§ PAGE EXCERPT
Andrew M. Odlyzko appears to agree with your reasoning [in #msg-26846748] on this matter, as do many others, I've come to learn (and even agree with, if you could fathom that;).

Earlier AMO posted the following to the Cook Report on Internet, which I feel assured he'd be agreeable to my reposting here (especially since it serves to advance the awareness of his writing, which awareness-raising could itself be regarded as one of the central theme elements in this thread, to begin with):
--
Begin Andrew:

"But hasn't human life always been based on looking for ways to take
advantage of other people's contributions? And isn't this reflected
in our language? We say that General Meade "won" the Battle of
Gettysburg, and forget the almost 100,000 other Union Army troops
who did the heavy fighting.

To quote from my recent "bubbles and gullibility" paper,

uic.edu 

The many varied effects that contribute to economic progress today
were
very clearly presaged by a tale from late Victorian times, and from
the
other side of the Atlantic. There is no indication that Mark Twain
had
this in mind, but the adventure of Tom Sawyer and Aunt Polly's fence
is very prophetic. Tom, condemned to a Saturday of drudgery,
painting
the fence, had ``a great, magnificent inspiration.'' When another
boy
came along and made fun of Tom for supposedly liking to work, Tom's
response was:

Like it? Well, I don't see why I oughtn't to like it. Does a boy
get a
chance to whitewash a fence every day?

§ WHAT TO DO
[1] From the post above, set down the passage between "Earlier AMO posted" and "the heavy fighting.", inclusive.
[2] According to the post above, who is commonly said to have "won" the Battle of Gettysburg?

§ PROVIDED MATERIAL
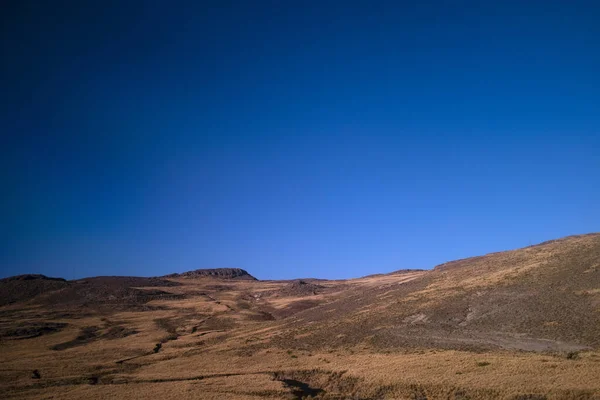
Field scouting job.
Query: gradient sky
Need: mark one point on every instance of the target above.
(293, 139)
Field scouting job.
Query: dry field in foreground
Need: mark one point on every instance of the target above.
(523, 324)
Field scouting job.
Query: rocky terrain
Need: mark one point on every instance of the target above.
(521, 324)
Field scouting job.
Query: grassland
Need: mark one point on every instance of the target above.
(523, 324)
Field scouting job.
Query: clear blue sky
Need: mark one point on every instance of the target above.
(293, 139)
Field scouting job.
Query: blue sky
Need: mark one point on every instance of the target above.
(293, 139)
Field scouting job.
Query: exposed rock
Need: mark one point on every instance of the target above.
(221, 273)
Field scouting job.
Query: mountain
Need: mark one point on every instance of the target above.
(519, 324)
(221, 273)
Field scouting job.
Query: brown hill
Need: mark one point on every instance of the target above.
(520, 324)
(221, 273)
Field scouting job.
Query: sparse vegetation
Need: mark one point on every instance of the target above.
(480, 328)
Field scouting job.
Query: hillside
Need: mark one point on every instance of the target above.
(521, 324)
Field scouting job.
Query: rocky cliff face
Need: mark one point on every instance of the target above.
(222, 273)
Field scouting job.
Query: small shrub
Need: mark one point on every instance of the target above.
(572, 355)
(157, 347)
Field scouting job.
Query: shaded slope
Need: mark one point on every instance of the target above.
(544, 297)
(221, 273)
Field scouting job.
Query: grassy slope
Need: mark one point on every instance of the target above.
(497, 326)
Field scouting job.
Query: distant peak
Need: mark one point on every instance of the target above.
(222, 273)
(31, 277)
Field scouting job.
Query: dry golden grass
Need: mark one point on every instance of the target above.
(396, 336)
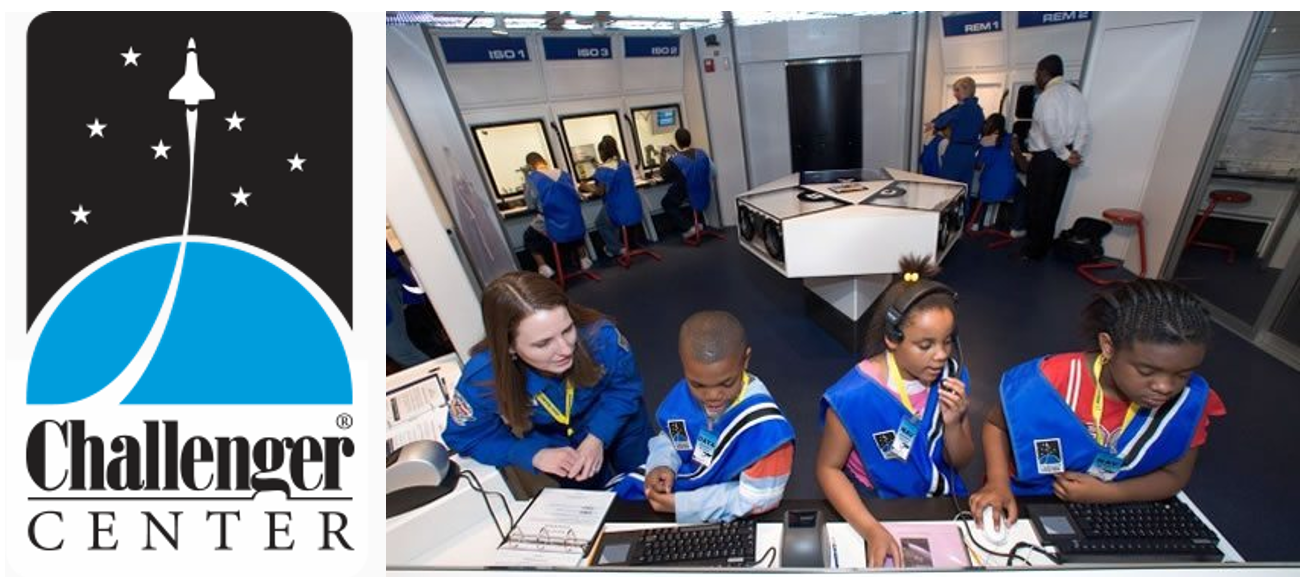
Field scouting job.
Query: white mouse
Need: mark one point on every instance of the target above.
(996, 533)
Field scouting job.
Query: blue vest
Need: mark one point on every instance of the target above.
(930, 158)
(620, 198)
(747, 432)
(560, 204)
(1039, 418)
(697, 173)
(867, 410)
(998, 172)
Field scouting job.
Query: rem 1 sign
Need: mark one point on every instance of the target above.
(578, 49)
(484, 50)
(1045, 18)
(973, 22)
(652, 46)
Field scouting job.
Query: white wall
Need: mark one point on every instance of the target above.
(447, 151)
(996, 60)
(722, 117)
(1154, 88)
(419, 219)
(884, 45)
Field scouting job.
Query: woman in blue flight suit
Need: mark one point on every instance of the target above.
(552, 389)
(964, 122)
(553, 194)
(616, 185)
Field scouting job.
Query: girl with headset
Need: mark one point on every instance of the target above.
(896, 425)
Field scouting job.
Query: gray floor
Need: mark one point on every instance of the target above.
(1247, 479)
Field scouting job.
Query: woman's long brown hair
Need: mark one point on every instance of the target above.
(504, 304)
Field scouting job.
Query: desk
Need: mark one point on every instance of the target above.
(457, 531)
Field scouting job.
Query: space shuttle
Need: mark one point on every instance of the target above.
(191, 89)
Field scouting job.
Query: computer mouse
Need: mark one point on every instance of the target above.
(420, 463)
(996, 531)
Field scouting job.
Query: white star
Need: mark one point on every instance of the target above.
(80, 215)
(241, 196)
(160, 149)
(234, 122)
(130, 58)
(97, 128)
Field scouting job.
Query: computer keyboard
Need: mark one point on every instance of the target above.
(716, 544)
(1138, 531)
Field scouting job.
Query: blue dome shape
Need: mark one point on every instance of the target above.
(241, 331)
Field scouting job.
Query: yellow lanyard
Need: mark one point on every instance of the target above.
(1096, 408)
(561, 418)
(892, 369)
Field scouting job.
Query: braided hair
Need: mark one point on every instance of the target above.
(1147, 310)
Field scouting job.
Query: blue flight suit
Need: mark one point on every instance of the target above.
(964, 122)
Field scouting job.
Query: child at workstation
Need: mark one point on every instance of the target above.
(896, 425)
(553, 194)
(723, 449)
(998, 181)
(1118, 423)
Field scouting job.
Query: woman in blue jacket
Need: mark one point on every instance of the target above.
(964, 123)
(552, 389)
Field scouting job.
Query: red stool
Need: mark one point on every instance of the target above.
(628, 254)
(1122, 216)
(701, 232)
(1003, 238)
(1231, 196)
(564, 275)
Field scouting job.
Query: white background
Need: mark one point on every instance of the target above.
(366, 529)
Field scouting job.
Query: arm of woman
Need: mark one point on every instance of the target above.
(832, 452)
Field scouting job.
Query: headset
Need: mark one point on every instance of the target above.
(899, 309)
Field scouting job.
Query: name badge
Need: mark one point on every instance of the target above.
(705, 446)
(1105, 467)
(678, 433)
(904, 437)
(1049, 455)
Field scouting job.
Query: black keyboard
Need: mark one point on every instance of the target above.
(716, 544)
(1138, 531)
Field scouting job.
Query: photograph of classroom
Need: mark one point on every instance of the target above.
(843, 291)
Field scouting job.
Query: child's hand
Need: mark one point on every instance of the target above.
(882, 544)
(659, 480)
(1078, 487)
(661, 503)
(954, 401)
(997, 495)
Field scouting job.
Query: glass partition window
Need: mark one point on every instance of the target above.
(504, 151)
(582, 135)
(655, 130)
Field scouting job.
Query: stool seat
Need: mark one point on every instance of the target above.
(1234, 196)
(1124, 216)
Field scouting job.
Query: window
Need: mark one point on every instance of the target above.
(582, 135)
(504, 152)
(655, 130)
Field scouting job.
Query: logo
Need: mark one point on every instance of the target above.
(1049, 455)
(191, 376)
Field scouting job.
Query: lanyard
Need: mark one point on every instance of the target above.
(561, 418)
(1096, 408)
(899, 381)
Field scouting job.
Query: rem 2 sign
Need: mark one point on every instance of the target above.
(1045, 18)
(973, 22)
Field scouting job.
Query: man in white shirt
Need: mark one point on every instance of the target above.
(1060, 128)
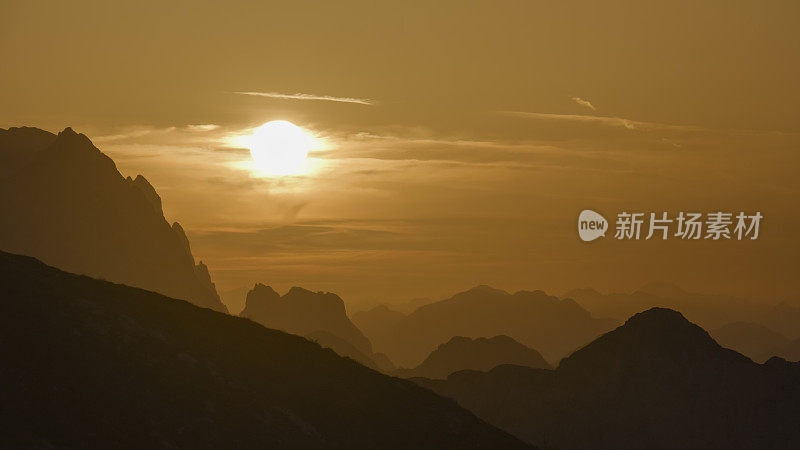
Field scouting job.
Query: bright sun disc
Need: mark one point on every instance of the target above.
(280, 148)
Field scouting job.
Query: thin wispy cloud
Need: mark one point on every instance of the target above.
(603, 120)
(324, 98)
(583, 102)
(202, 127)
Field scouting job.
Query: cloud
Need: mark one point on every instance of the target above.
(612, 121)
(583, 102)
(202, 127)
(324, 98)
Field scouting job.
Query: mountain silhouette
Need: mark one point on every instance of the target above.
(553, 326)
(462, 353)
(343, 348)
(377, 320)
(783, 318)
(303, 312)
(658, 381)
(91, 364)
(754, 340)
(710, 311)
(64, 202)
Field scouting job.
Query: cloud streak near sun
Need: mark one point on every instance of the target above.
(583, 102)
(299, 96)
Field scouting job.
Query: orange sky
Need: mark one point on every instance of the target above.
(463, 138)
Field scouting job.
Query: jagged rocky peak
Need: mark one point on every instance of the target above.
(260, 293)
(149, 193)
(181, 234)
(327, 300)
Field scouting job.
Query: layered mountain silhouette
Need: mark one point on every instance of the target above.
(462, 353)
(377, 320)
(64, 202)
(344, 348)
(782, 318)
(757, 341)
(754, 340)
(320, 316)
(91, 364)
(710, 311)
(552, 326)
(658, 381)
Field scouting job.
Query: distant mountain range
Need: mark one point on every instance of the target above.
(91, 364)
(462, 353)
(658, 381)
(757, 341)
(552, 326)
(707, 310)
(64, 202)
(319, 316)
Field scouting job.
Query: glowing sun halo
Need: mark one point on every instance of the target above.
(280, 148)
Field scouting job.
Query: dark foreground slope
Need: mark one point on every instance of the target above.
(90, 364)
(657, 382)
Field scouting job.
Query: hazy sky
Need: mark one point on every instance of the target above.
(461, 139)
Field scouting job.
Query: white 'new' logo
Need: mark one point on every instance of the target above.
(591, 225)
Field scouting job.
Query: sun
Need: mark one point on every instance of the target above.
(280, 147)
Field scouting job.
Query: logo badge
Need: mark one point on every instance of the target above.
(591, 225)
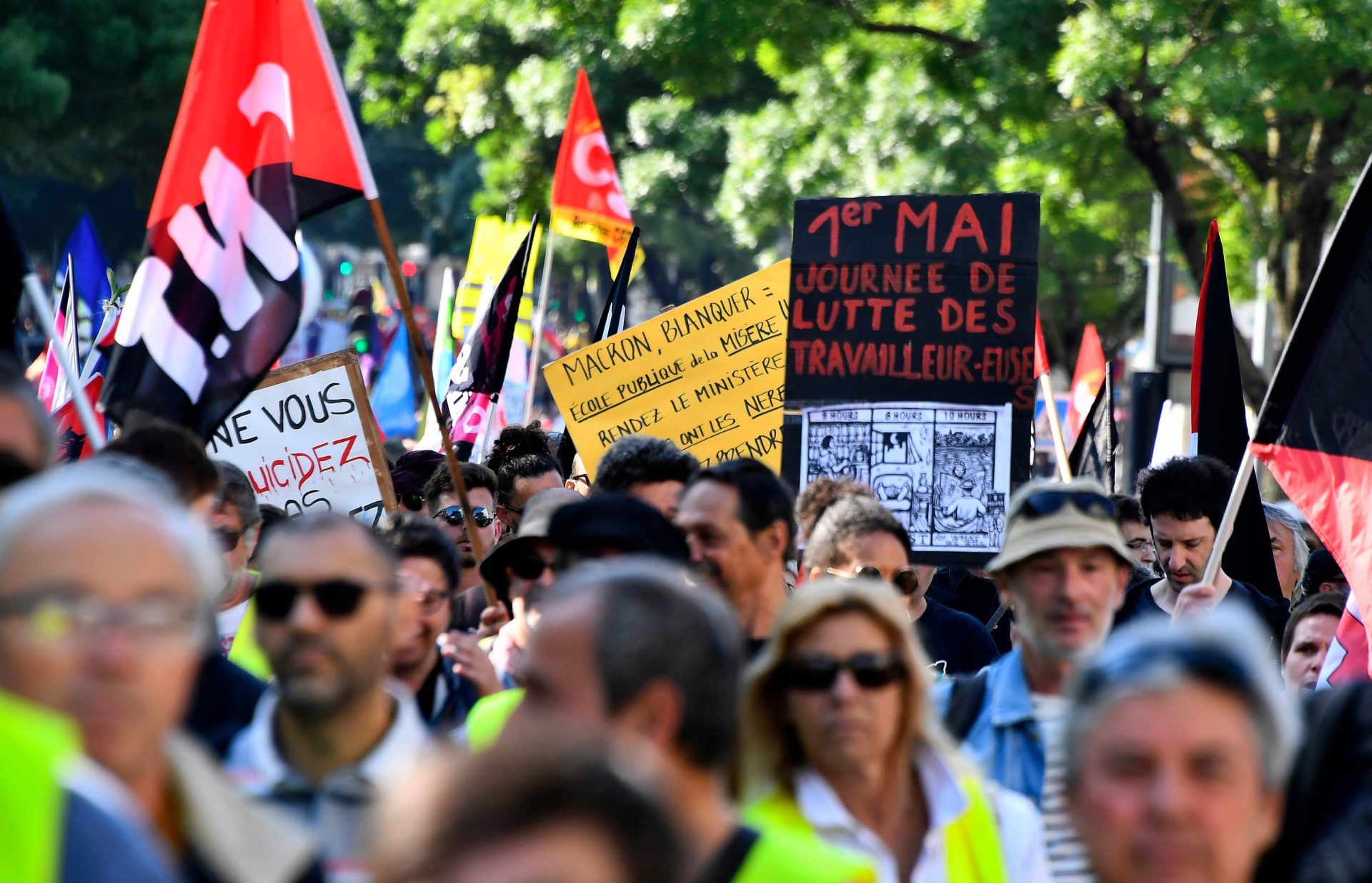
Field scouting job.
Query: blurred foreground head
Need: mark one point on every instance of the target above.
(1179, 746)
(526, 812)
(107, 587)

§ TASK-BY-TASK SOLUTIONS
[1]
Earlier AMO posted the following to the Cook Report on Internet, which I feel assured he'd be agreeable to my reposting here (especially since it serves to advance the awareness of his writing, which awareness-raising could itself be regarded as one of the central theme elements in this thread, to begin with):
--
Begin Andrew:

"But hasn't human life always been based on looking for ways to take
advantage of other people's contributions? And isn't this reflected
in our language? We say that General Meade "won" the Battle of
Gettysburg, and forget the almost 100,000 other Union Army troops
who did the heavy fighting.

[2] General Meade